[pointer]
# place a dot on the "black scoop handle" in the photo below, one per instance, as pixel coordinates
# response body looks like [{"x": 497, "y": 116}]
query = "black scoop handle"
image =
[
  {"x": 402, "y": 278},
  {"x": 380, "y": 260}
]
********************
__Tarea__. Devuelve todas las líneas de arriba idénticas, sin cambiar ni un carácter.

__Resultado__.
[pointer]
# place a dot on the "black scoop handle" in the photo below, one per instance, as pixel coordinates
# response body looks like [{"x": 497, "y": 116}]
query = "black scoop handle"
image =
[
  {"x": 402, "y": 278},
  {"x": 380, "y": 260}
]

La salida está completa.